◆ **Listed records**:
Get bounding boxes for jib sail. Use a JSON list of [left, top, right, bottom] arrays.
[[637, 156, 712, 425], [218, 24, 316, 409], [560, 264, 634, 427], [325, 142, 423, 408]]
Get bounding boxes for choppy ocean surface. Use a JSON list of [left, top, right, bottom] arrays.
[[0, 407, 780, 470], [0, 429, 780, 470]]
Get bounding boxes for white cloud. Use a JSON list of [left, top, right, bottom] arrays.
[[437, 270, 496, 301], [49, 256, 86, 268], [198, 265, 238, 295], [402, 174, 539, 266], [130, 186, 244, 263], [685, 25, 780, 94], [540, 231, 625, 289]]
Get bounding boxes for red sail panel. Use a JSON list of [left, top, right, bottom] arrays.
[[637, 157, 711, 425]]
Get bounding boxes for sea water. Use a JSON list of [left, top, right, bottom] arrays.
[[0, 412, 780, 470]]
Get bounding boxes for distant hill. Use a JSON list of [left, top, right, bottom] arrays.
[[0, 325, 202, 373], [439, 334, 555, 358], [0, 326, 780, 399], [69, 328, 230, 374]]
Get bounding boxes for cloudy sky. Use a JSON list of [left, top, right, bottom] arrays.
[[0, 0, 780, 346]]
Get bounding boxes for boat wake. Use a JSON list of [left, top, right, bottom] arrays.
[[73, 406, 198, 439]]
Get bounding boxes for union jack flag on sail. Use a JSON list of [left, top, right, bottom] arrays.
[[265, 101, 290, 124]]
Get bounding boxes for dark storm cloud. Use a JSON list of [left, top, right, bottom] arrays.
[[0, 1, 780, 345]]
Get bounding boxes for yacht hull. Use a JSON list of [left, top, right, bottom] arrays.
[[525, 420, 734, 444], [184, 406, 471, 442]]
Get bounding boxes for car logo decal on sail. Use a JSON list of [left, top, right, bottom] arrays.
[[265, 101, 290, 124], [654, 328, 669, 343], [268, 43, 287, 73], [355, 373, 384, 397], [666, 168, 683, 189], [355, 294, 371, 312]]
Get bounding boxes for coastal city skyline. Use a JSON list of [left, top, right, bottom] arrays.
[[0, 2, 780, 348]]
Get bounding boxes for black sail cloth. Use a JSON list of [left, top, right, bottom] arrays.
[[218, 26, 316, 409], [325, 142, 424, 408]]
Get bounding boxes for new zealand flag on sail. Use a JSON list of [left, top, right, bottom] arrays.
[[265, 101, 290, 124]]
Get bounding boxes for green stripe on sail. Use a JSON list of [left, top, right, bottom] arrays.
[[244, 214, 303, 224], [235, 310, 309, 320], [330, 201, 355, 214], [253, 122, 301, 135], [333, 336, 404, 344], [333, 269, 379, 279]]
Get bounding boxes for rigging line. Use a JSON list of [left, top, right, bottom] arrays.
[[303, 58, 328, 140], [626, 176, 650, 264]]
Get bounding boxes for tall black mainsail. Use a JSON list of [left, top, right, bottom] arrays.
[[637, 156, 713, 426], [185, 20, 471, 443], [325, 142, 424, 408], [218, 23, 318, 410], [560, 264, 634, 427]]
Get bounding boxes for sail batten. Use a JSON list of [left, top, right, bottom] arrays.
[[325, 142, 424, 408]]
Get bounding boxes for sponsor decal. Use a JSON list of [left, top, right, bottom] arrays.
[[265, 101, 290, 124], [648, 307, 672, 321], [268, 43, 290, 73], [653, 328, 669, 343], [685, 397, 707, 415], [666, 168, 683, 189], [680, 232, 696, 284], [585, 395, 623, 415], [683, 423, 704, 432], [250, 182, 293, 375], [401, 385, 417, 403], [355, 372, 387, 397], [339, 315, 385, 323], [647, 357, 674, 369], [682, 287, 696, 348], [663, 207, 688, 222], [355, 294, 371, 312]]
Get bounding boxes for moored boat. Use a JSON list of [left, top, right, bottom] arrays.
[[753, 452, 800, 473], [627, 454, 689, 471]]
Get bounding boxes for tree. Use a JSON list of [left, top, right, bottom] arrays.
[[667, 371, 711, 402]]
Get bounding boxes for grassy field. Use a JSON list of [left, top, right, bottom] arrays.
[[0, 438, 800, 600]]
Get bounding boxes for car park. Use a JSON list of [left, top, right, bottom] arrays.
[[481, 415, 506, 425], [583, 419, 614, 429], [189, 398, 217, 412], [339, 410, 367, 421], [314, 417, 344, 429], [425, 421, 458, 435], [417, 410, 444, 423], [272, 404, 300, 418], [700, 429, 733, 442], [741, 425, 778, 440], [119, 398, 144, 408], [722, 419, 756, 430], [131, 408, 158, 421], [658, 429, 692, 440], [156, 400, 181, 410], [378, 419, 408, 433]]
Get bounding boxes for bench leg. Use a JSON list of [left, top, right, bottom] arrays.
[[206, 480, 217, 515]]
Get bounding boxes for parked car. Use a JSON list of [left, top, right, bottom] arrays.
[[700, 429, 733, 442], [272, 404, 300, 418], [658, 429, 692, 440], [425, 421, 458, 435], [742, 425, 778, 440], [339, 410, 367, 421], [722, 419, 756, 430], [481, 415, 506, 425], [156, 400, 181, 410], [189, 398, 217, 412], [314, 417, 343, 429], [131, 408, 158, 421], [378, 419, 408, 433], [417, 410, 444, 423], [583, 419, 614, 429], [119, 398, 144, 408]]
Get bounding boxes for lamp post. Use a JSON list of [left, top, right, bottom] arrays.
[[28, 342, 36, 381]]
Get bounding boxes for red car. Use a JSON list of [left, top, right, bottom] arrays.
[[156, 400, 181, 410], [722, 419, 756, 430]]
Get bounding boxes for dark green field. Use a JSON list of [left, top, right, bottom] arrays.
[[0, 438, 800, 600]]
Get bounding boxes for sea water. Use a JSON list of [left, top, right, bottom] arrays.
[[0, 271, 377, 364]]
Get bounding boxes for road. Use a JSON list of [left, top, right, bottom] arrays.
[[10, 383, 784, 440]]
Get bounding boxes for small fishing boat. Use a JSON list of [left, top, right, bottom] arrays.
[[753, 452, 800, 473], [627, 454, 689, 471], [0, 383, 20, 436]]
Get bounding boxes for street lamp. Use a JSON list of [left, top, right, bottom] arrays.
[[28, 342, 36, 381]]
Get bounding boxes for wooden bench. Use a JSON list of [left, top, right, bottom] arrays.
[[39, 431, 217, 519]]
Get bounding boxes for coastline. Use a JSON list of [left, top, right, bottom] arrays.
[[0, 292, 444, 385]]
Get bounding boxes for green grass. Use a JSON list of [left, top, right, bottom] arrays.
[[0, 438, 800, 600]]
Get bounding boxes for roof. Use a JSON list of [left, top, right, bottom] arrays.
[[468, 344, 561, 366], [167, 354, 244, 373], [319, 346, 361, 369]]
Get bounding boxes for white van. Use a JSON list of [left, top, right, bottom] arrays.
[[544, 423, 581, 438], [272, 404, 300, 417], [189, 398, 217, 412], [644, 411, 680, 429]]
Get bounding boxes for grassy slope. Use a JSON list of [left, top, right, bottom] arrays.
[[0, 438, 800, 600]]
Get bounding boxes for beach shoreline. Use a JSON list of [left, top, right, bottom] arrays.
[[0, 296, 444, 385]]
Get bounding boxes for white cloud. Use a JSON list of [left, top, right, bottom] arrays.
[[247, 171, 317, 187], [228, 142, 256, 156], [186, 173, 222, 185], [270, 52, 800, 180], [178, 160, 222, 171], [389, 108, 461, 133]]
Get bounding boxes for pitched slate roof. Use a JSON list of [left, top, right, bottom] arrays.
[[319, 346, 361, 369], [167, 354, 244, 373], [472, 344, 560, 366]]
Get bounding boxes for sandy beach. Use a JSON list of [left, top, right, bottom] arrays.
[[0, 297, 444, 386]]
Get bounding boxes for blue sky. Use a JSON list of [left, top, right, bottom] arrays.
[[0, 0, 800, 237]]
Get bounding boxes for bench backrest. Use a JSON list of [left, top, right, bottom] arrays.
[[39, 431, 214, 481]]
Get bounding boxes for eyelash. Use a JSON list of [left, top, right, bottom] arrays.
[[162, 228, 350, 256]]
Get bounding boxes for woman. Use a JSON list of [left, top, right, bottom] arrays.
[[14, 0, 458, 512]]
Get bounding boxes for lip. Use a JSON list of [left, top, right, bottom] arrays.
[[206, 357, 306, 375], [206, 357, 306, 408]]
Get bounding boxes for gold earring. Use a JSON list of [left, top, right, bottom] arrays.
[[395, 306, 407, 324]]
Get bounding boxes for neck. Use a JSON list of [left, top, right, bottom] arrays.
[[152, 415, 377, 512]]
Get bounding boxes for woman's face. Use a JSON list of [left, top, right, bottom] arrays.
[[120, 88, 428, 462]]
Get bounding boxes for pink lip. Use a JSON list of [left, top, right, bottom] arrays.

◆ **What needs to be done**: Recast as a JSON list of strings the items from the line holding "Get bounding boxes for sponsor" to the line holding "[[206, 480, 217, 515]]", inclusive, one string per line and no blank lines.

◆ **Complete response**:
[
  "Get bounding boxes for sponsor decal. Use a JSON list of [left, top, right, bottom] arrays.",
  "[[265, 101, 290, 124], [648, 307, 672, 321], [268, 43, 290, 73], [653, 328, 669, 343], [685, 397, 707, 415], [666, 168, 683, 189], [680, 232, 696, 284], [585, 395, 623, 415], [683, 423, 704, 432], [250, 182, 293, 375], [401, 385, 417, 403], [355, 372, 387, 397], [339, 315, 385, 323], [647, 357, 674, 369], [682, 287, 696, 348], [663, 207, 688, 222], [355, 294, 371, 312]]",
  "Get bounding boxes for moored boat. Use a JSON list of [left, top, right, bottom] arrays.",
  "[[753, 452, 800, 473], [627, 454, 689, 471]]",
  "Get bounding boxes for tree. Use a JSON list of [left, top, right, bottom] arrays.",
  "[[667, 371, 711, 402]]",
  "Get bounding boxes for grassy field. Use a JSON list of [left, top, right, bottom] arrays.",
  "[[0, 438, 800, 600]]",
  "Get bounding boxes for car park. Use a JSON list of [left, top, right, bottom] arrays.",
  "[[481, 415, 506, 425], [583, 419, 614, 429], [189, 398, 217, 412], [339, 410, 367, 421], [314, 417, 344, 429], [425, 421, 458, 435], [417, 410, 444, 423], [272, 404, 300, 418], [700, 429, 733, 442], [741, 425, 778, 440], [119, 398, 144, 408], [722, 419, 756, 430], [131, 408, 158, 421], [658, 429, 692, 440], [156, 400, 181, 410], [378, 419, 408, 433]]",
  "Get bounding boxes for bench leg. Use a JSON list of [left, top, right, bottom] arrays.",
  "[[206, 480, 217, 515]]"
]